§ Problem statement
Word for word, copy the listing below and leave out its images.

§ The input
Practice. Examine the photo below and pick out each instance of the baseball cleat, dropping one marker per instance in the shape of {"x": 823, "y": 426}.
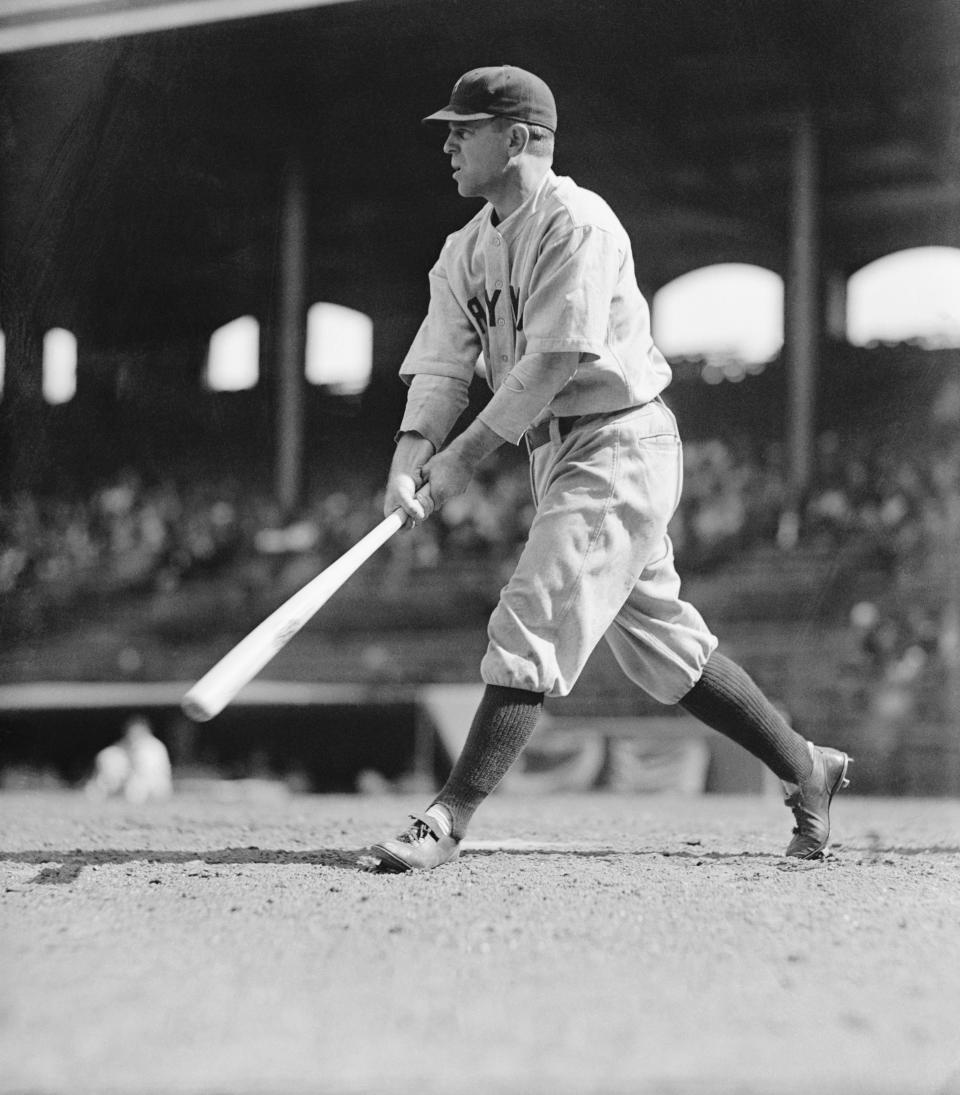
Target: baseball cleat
{"x": 421, "y": 846}
{"x": 810, "y": 802}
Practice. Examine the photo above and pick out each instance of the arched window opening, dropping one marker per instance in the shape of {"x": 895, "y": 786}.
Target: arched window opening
{"x": 339, "y": 348}
{"x": 59, "y": 366}
{"x": 909, "y": 296}
{"x": 233, "y": 356}
{"x": 729, "y": 315}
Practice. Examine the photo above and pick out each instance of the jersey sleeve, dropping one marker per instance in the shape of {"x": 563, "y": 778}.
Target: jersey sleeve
{"x": 525, "y": 393}
{"x": 434, "y": 405}
{"x": 570, "y": 292}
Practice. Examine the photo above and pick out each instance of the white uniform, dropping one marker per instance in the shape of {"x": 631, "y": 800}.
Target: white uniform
{"x": 557, "y": 275}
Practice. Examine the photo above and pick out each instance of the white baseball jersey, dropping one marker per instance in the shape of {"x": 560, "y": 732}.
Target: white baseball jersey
{"x": 556, "y": 275}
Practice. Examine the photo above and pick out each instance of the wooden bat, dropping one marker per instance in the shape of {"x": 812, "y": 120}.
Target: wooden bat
{"x": 238, "y": 667}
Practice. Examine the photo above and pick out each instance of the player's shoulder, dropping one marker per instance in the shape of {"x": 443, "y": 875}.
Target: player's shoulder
{"x": 462, "y": 237}
{"x": 581, "y": 207}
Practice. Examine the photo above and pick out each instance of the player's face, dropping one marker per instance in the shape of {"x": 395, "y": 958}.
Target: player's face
{"x": 478, "y": 156}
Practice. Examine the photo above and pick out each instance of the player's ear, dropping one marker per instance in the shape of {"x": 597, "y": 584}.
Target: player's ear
{"x": 518, "y": 138}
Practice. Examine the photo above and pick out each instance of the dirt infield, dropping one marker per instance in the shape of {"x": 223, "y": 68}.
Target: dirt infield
{"x": 226, "y": 943}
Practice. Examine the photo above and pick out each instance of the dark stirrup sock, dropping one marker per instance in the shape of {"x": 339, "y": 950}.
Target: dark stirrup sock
{"x": 501, "y": 727}
{"x": 727, "y": 699}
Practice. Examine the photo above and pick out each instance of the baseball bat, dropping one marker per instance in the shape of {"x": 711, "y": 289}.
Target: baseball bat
{"x": 220, "y": 684}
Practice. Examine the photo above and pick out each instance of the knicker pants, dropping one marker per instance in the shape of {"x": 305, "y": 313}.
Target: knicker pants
{"x": 598, "y": 563}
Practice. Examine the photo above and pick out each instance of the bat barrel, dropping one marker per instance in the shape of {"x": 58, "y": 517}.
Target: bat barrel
{"x": 240, "y": 665}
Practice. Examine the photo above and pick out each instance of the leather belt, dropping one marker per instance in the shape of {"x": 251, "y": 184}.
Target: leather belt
{"x": 540, "y": 434}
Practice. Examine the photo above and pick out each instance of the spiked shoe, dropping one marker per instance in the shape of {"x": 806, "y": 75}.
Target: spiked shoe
{"x": 810, "y": 802}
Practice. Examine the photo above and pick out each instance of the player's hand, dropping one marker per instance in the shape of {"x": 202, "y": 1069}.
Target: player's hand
{"x": 447, "y": 475}
{"x": 405, "y": 485}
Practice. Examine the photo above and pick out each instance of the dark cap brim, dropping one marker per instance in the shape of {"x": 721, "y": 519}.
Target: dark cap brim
{"x": 448, "y": 115}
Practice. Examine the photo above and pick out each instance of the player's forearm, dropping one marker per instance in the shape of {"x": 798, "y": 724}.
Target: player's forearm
{"x": 525, "y": 393}
{"x": 434, "y": 405}
{"x": 475, "y": 444}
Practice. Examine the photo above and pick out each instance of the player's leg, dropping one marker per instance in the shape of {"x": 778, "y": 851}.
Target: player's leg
{"x": 586, "y": 544}
{"x": 728, "y": 700}
{"x": 656, "y": 632}
{"x": 504, "y": 723}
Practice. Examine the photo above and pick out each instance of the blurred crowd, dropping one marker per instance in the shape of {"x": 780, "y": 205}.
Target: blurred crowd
{"x": 880, "y": 505}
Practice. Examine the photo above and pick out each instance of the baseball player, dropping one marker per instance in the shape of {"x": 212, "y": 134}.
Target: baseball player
{"x": 541, "y": 283}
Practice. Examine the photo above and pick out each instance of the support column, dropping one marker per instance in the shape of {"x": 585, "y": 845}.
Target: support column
{"x": 23, "y": 453}
{"x": 802, "y": 321}
{"x": 291, "y": 339}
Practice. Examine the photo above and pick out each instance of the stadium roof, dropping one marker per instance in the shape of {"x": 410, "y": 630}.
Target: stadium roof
{"x": 142, "y": 157}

§ Exercise result
Practice. Examine the photo below and pick out each instance of the baseball cleat, dropping one marker per instance in the shape of {"x": 823, "y": 426}.
Target: baseball cleat
{"x": 421, "y": 846}
{"x": 810, "y": 802}
Practice. Examine the photo above and pick out each instance of the arched window opening, dropping one marker per instance in the shape of {"x": 895, "y": 786}.
Target: arched window opening
{"x": 339, "y": 348}
{"x": 59, "y": 366}
{"x": 909, "y": 296}
{"x": 233, "y": 356}
{"x": 729, "y": 315}
Practice. Examine the photo above and pick out each instance of the jersey sleeve, dropping one marker per instance in the shape of {"x": 563, "y": 778}.
Target: jersey sleeve
{"x": 525, "y": 393}
{"x": 434, "y": 405}
{"x": 570, "y": 292}
Practice. Examine the photo above and pick out each instance of the white uniform, dropping one marker per instance in the shape of {"x": 631, "y": 800}.
Target: white uniform
{"x": 557, "y": 275}
Practice. Examine the photo above and pick out each instance of the white baseball jersey, dropping one marker per instance in the shape of {"x": 560, "y": 732}.
Target: white baseball jersey
{"x": 556, "y": 275}
Practice. Examine the photo above and pick out each instance of the wooden bat, dropping one marker per instance in the shape of {"x": 812, "y": 120}.
Target: wooden bat
{"x": 238, "y": 667}
Practice. Examine the photo above and pick out each instance of the player's shoulder, dropping one marker per instance in the shape of {"x": 443, "y": 875}.
Target: player's shoulder
{"x": 462, "y": 237}
{"x": 581, "y": 207}
Practice. Examine the photo above and pick out each instance of the player's face, dropping one marker per instance in the shape of {"x": 395, "y": 958}.
Target: player's face
{"x": 478, "y": 156}
Practice. Examine the photo above and pick out each instance of the player's ear, dropping one marker per instance in the shape of {"x": 597, "y": 584}.
Target: player's ear
{"x": 518, "y": 138}
Practice. Examine the photo above and pick out each instance of the dirt infield, dropping one marker per instance in the shape of {"x": 223, "y": 68}.
Target: dirt infield
{"x": 226, "y": 943}
Practice. Examine the photo above and pick out each instance of the dark stirrup sock, dropping one marker per instance in the shape of {"x": 339, "y": 950}.
Target: dark stirrup sock
{"x": 501, "y": 727}
{"x": 727, "y": 699}
Practice. Examine the photo above and pick out each instance of the baseball bat, dropping one marker per instance in the shape of {"x": 711, "y": 289}.
Target: baseball bat
{"x": 220, "y": 684}
Practice. Examine the photo above and pick out each instance of the knicker pants, dropping one marker per instance in the shape of {"x": 305, "y": 313}.
Target: knicker pants
{"x": 598, "y": 563}
Practice. Examine the photo above and pick out each instance of the bat barrel, dropping one marker per instance in the shape of {"x": 58, "y": 517}.
Target: bat barrel
{"x": 240, "y": 665}
Practice. Examine the photo above and pick out each instance of the leather belt, dropping one marker per instance in the shape of {"x": 251, "y": 184}.
Target: leather belt
{"x": 540, "y": 434}
Practice. Examine the photo above and pick out each instance of the spiked shoe, dropping one marker per instance in the shape of {"x": 806, "y": 75}.
Target: spiked shoe
{"x": 810, "y": 802}
Practice. Examine the photo above and pick out each instance of the player's hand, dropping one marker per instance in the shape of {"x": 202, "y": 1069}.
Target: player's hand
{"x": 447, "y": 475}
{"x": 405, "y": 485}
Practice. Examine the photo above and pick out each instance of the dark cap brim, dropping one marker per instance in the shape of {"x": 721, "y": 519}.
Target: dark cap brim
{"x": 448, "y": 115}
Practice. Examine the photo above and pick out each instance of the player's forearm, dropping one marker per instance in the shape of {"x": 798, "y": 724}.
Target: player's forearm
{"x": 525, "y": 393}
{"x": 434, "y": 405}
{"x": 475, "y": 444}
Practice. Examine the photo above and pick out each instance of the player's leg, dropping one marker per instance in the shape of {"x": 778, "y": 851}.
Target: player's leg
{"x": 586, "y": 544}
{"x": 728, "y": 700}
{"x": 656, "y": 632}
{"x": 504, "y": 723}
Practice. Examine the photo above and pick out each instance of the blurred crowd, dropping one marker per instance in the shape of {"x": 780, "y": 205}.
Target: blurred crowd
{"x": 880, "y": 505}
Practice. Examine the photo above and pick out each instance of the baseball player, dropping one marker per instance in the shape of {"x": 212, "y": 134}.
Target: baseball player
{"x": 541, "y": 283}
Practice. Examine the photo above and pick out each instance of the support column, dropping one marker per instance in the shape of {"x": 585, "y": 845}.
Target: support column
{"x": 23, "y": 453}
{"x": 802, "y": 321}
{"x": 291, "y": 339}
Practice. Examine the photo above and pick out each instance of the stadium roof, dropping one marker per instance in the shape of {"x": 410, "y": 630}.
Target: stadium roof
{"x": 142, "y": 157}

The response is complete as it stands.